**** MATERIAL SUPPLIED ****

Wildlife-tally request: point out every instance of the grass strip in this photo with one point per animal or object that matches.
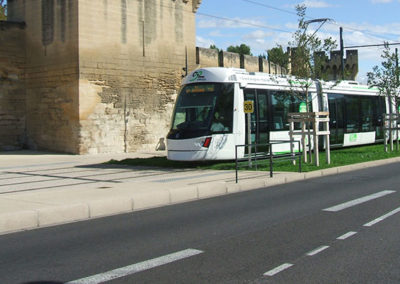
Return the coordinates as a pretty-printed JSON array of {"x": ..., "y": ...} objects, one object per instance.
[{"x": 339, "y": 157}]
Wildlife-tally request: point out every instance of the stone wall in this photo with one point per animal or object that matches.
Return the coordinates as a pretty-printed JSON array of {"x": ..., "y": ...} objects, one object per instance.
[
  {"x": 51, "y": 46},
  {"x": 102, "y": 75},
  {"x": 12, "y": 87},
  {"x": 131, "y": 56}
]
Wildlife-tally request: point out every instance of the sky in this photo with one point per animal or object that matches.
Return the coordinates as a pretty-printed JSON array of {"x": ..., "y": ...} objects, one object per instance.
[{"x": 264, "y": 24}]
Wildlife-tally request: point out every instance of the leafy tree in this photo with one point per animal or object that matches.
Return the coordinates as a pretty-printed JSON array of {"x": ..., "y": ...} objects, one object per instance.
[
  {"x": 386, "y": 79},
  {"x": 241, "y": 49},
  {"x": 3, "y": 10},
  {"x": 306, "y": 67},
  {"x": 278, "y": 56},
  {"x": 303, "y": 47}
]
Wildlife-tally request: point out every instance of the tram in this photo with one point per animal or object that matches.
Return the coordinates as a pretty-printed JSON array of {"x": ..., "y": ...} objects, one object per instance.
[{"x": 209, "y": 120}]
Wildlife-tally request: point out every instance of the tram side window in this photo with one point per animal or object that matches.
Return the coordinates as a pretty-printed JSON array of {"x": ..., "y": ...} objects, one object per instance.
[
  {"x": 282, "y": 104},
  {"x": 380, "y": 109},
  {"x": 223, "y": 113},
  {"x": 352, "y": 104},
  {"x": 367, "y": 113},
  {"x": 280, "y": 108}
]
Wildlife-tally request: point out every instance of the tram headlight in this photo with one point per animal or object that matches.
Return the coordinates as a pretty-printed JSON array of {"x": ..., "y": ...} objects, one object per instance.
[{"x": 207, "y": 142}]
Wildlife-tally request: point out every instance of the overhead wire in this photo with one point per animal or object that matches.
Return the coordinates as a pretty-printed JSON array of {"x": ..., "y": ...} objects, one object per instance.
[{"x": 333, "y": 23}]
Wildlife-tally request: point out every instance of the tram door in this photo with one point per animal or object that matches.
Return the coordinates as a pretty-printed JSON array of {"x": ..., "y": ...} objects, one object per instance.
[{"x": 259, "y": 118}]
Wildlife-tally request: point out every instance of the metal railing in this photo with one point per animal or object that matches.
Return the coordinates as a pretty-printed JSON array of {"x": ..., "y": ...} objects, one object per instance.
[{"x": 267, "y": 155}]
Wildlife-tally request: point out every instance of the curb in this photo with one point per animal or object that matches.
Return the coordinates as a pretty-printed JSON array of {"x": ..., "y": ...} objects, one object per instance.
[{"x": 56, "y": 215}]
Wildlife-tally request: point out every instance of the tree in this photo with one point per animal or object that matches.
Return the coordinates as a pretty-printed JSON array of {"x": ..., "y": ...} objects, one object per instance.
[
  {"x": 241, "y": 49},
  {"x": 386, "y": 76},
  {"x": 3, "y": 10},
  {"x": 213, "y": 46},
  {"x": 306, "y": 67},
  {"x": 386, "y": 79},
  {"x": 303, "y": 48},
  {"x": 278, "y": 56}
]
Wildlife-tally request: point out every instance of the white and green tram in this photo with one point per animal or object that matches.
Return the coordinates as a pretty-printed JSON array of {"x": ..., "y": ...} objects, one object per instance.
[{"x": 209, "y": 119}]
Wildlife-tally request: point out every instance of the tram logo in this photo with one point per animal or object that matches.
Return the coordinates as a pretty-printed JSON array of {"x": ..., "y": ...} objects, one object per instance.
[{"x": 197, "y": 76}]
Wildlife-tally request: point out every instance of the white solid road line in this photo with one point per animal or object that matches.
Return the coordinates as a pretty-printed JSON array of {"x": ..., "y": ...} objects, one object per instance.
[
  {"x": 317, "y": 250},
  {"x": 138, "y": 267},
  {"x": 359, "y": 201},
  {"x": 377, "y": 220},
  {"x": 347, "y": 235},
  {"x": 278, "y": 269}
]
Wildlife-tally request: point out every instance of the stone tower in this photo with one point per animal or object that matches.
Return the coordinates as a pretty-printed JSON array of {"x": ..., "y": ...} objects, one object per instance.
[{"x": 102, "y": 75}]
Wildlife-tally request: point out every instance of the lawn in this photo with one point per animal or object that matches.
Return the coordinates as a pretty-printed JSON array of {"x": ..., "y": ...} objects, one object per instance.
[{"x": 339, "y": 157}]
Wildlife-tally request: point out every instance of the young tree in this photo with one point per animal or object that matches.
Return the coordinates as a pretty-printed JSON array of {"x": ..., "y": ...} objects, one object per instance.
[
  {"x": 241, "y": 49},
  {"x": 305, "y": 67},
  {"x": 386, "y": 76},
  {"x": 3, "y": 10},
  {"x": 213, "y": 46},
  {"x": 278, "y": 56},
  {"x": 386, "y": 79}
]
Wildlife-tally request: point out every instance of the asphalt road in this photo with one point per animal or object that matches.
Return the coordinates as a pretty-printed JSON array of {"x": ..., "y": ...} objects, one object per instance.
[{"x": 325, "y": 230}]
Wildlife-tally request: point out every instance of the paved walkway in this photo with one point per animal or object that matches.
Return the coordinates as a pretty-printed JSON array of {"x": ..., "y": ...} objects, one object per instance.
[{"x": 40, "y": 189}]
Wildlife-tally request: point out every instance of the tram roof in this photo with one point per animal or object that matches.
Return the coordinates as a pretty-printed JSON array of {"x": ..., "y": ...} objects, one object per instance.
[{"x": 237, "y": 75}]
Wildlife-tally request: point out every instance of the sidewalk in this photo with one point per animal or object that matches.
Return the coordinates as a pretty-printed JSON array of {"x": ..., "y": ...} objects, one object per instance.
[{"x": 39, "y": 189}]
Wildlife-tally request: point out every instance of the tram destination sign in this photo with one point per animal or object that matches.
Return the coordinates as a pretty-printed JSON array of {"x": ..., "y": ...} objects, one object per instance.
[{"x": 248, "y": 106}]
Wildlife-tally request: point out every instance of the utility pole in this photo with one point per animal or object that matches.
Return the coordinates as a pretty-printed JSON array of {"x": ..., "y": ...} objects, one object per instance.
[
  {"x": 342, "y": 52},
  {"x": 397, "y": 66}
]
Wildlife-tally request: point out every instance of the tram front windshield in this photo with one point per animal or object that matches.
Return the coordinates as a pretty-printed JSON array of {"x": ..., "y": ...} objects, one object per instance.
[{"x": 203, "y": 109}]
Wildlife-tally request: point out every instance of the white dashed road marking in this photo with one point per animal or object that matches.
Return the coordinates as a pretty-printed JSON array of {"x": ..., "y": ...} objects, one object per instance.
[
  {"x": 347, "y": 235},
  {"x": 377, "y": 220},
  {"x": 359, "y": 201},
  {"x": 317, "y": 250},
  {"x": 278, "y": 269},
  {"x": 138, "y": 267}
]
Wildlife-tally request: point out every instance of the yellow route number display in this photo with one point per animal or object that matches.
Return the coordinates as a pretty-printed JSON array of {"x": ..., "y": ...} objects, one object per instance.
[{"x": 248, "y": 106}]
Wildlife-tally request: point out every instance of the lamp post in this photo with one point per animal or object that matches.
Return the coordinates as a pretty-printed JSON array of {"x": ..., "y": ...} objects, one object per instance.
[{"x": 320, "y": 20}]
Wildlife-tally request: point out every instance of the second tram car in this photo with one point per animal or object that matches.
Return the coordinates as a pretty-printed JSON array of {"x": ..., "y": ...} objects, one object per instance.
[{"x": 209, "y": 120}]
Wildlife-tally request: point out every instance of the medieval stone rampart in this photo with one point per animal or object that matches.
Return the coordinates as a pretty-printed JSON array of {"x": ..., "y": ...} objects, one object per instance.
[
  {"x": 12, "y": 86},
  {"x": 98, "y": 76}
]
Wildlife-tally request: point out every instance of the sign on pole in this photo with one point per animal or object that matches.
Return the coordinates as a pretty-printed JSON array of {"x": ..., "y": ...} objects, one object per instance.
[{"x": 248, "y": 107}]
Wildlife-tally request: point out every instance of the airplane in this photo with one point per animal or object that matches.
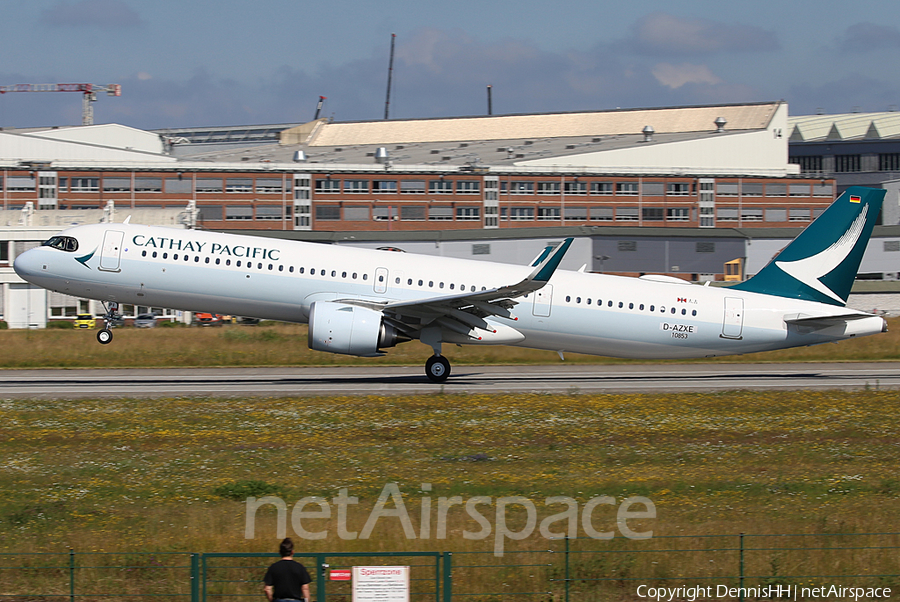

****

> [PROBLEM REQUIREMENTS]: Return, from the data, each line that has the word "stone" in it.

> [RESPONSE]:
Wildlife-tally request: point out every instance of the stone wall in this photo with one point per animal or object that matches.
Wildlife-tally request: point out every instance of the stone tower in this photo with one point per animal or object that matches.
Wildlife-tally request: point out every instance of the medieval stone rampart in this photo with one point per animal or object that matches.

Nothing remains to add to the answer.